## What you need to do
1. Transcribe the passage on Paul's thorn in the flesh word for word, everything from "You have another" down to "[2 Corinthians 12:10].".
2. List every bracketed Bible reference cited in the passage on Paul's thorn in the flesh.
Given text Start Marker
You have another poignant illustration of that in the [twelfth] chapter of 2 Corinthians, when the apostle Paul comes before the Lord and pleads concerning his thorn in the flesh, “O Lord, that it might be taken away. Remove it, Lord” [2 Corinthians 12:7-8]. The Bible doesn’t say what that thorn in the flesh was. It’s by inspiration that it’s not written, because it could be anything, anything that you and I suffer in human life, a thorn in the flesh. And the apostle Paul pled with God, “O Lord, take it away. Remove this thorn in the flesh.” And God said no. God said, “No, My grace is sufficient for thee. You are to bear it. You are to carry it. You are to suffer it.” God said no [2 Corinthians 12:9]. And the apostle Paul humbly wrote, “Therefore I take pleasure in infirmities, and in weaknesses, and in hurts and sorrows; for when I am weak, then am I strong” [2 Corinthians 12:10].
Given text End Marker
Data supplied Start Marker
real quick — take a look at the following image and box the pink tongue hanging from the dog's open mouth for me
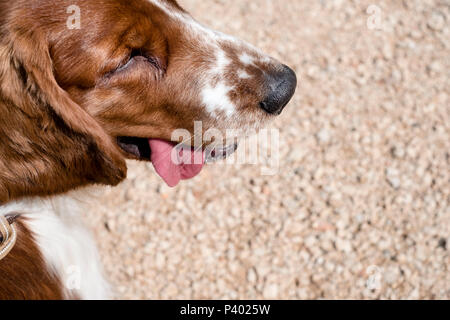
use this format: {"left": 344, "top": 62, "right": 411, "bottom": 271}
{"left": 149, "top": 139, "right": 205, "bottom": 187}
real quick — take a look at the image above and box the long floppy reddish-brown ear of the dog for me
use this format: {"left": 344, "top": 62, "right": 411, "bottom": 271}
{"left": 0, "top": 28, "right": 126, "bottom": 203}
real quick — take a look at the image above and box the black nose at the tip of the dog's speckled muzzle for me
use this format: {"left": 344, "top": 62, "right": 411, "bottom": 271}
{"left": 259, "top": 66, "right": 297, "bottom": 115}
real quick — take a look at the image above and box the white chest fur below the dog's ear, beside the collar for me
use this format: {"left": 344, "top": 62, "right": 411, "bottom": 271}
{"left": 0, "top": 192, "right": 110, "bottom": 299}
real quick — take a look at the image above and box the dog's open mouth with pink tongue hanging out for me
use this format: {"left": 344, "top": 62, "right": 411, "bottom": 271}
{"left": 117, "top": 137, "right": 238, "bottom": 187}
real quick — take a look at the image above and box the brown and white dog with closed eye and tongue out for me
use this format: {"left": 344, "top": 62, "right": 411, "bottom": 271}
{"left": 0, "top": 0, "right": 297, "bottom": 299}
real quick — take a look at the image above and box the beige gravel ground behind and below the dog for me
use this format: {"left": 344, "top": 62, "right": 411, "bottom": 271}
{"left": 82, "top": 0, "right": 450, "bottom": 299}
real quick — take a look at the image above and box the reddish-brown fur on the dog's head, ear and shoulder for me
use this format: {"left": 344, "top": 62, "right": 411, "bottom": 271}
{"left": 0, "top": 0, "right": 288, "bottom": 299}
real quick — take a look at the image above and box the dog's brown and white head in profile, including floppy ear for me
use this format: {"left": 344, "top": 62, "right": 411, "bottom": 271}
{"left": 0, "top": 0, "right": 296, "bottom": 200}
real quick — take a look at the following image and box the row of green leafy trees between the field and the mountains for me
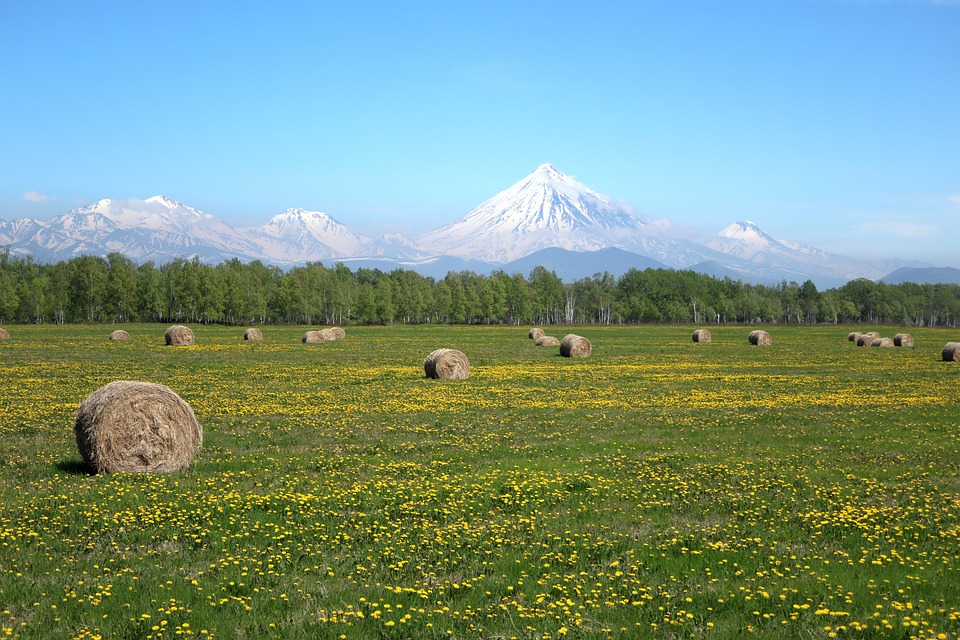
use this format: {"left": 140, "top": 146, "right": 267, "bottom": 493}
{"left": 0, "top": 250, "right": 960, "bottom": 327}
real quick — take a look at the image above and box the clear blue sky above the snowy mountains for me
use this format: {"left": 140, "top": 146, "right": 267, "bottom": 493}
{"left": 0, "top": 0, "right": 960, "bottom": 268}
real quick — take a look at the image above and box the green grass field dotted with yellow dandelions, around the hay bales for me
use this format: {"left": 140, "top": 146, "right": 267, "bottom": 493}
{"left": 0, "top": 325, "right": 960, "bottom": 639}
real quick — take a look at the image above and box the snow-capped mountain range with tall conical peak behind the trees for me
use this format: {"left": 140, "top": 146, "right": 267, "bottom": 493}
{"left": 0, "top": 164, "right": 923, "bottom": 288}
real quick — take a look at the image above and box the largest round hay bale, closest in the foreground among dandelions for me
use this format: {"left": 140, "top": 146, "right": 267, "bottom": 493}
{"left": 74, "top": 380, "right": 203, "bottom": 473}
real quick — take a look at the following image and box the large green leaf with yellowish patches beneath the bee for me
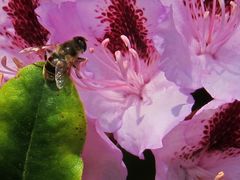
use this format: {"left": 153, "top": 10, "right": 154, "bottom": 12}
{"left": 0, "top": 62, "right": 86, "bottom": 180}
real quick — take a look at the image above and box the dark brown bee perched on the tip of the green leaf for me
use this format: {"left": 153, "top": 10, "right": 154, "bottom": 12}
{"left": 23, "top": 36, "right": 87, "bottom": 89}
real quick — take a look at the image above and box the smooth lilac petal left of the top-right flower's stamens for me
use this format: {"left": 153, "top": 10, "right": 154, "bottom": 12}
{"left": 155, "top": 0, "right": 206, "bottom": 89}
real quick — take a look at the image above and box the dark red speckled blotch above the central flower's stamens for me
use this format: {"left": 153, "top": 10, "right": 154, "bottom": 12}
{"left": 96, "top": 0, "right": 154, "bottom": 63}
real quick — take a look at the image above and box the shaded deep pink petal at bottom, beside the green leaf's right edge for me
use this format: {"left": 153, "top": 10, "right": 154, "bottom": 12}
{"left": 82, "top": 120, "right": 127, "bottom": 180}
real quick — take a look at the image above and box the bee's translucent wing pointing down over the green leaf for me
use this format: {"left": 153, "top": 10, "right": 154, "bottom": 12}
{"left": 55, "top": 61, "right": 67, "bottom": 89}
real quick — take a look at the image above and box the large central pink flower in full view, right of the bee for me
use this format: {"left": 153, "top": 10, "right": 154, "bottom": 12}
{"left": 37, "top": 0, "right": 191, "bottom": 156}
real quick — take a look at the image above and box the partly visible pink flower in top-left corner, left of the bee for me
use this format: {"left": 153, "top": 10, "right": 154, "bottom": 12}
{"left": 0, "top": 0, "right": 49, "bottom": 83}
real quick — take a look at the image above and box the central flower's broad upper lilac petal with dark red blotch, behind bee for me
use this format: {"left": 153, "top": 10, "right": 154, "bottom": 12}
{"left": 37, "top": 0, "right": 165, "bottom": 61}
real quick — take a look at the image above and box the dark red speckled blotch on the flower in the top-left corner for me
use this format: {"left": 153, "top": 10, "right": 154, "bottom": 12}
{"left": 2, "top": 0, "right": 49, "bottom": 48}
Data supplied End Marker
Data supplied Start Marker
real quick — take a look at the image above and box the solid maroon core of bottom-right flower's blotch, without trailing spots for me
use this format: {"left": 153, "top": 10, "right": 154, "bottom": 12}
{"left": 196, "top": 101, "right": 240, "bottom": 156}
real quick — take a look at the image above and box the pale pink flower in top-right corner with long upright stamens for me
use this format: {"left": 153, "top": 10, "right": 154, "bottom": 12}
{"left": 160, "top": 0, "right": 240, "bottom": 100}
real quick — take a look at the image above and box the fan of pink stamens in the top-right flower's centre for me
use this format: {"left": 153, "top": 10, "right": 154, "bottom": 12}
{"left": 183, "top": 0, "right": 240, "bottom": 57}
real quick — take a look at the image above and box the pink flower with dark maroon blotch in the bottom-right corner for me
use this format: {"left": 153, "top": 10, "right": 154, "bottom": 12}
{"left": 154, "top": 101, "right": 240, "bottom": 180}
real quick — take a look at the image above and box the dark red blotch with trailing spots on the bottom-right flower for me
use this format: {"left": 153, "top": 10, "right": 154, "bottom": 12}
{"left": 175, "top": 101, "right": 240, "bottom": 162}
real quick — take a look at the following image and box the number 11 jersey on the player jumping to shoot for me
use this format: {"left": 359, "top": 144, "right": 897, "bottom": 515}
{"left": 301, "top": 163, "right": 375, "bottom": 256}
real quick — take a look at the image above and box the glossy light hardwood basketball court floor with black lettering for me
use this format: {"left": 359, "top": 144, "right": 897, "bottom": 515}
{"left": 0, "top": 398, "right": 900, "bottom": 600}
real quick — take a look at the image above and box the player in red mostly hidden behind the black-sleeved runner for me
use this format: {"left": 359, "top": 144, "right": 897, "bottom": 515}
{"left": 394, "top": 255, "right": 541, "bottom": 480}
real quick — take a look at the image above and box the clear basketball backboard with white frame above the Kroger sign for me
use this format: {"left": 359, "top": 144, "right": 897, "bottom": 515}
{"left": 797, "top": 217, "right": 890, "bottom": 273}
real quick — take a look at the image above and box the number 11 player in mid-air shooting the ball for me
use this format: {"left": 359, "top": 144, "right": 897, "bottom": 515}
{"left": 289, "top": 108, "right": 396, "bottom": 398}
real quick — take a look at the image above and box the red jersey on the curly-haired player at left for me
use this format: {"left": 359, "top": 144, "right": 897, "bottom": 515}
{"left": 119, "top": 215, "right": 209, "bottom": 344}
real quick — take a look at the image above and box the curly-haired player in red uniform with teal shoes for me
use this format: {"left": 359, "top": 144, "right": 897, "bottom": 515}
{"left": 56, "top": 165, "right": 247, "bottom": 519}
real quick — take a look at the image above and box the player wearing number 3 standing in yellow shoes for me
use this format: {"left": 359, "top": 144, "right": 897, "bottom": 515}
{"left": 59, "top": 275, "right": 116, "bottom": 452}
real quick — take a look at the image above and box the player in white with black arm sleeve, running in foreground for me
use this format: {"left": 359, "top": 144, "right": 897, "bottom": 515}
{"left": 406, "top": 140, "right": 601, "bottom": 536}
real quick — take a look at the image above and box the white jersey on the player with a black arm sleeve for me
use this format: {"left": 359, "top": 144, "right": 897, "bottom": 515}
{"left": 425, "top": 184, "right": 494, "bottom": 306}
Data supplied End Marker
## Results for each task
1.
You have another poignant illustration of that in the [twelfth] chapter of 2 Corinthians, when the apostle Paul comes before the Lord and pleads concerning his thorn in the flesh, “O Lord, that it might be taken away. Remove it, Lord” [2 Corinthians 12:7-8]. The Bible doesn’t say what that thorn in the flesh was. It’s by inspiration that it’s not written, because it could be anything, anything that you and I suffer in human life, a thorn in the flesh. And the apostle Paul pled with God, “O Lord, take it away. Remove this thorn in the flesh.” And God said no. God said, “No, My grace is sufficient for thee. You are to bear it. You are to carry it. You are to suffer it.” God said no [2 Corinthians 12:9]. And the apostle Paul humbly wrote, “Therefore I take pleasure in infirmities, and in weaknesses, and in hurts and sorrows; for when I am weak, then am I strong” [2 Corinthians 12:10].

2.
2 Corinthians 12:7-8
2 Corinthians 12:9
2 Corinthians 12:10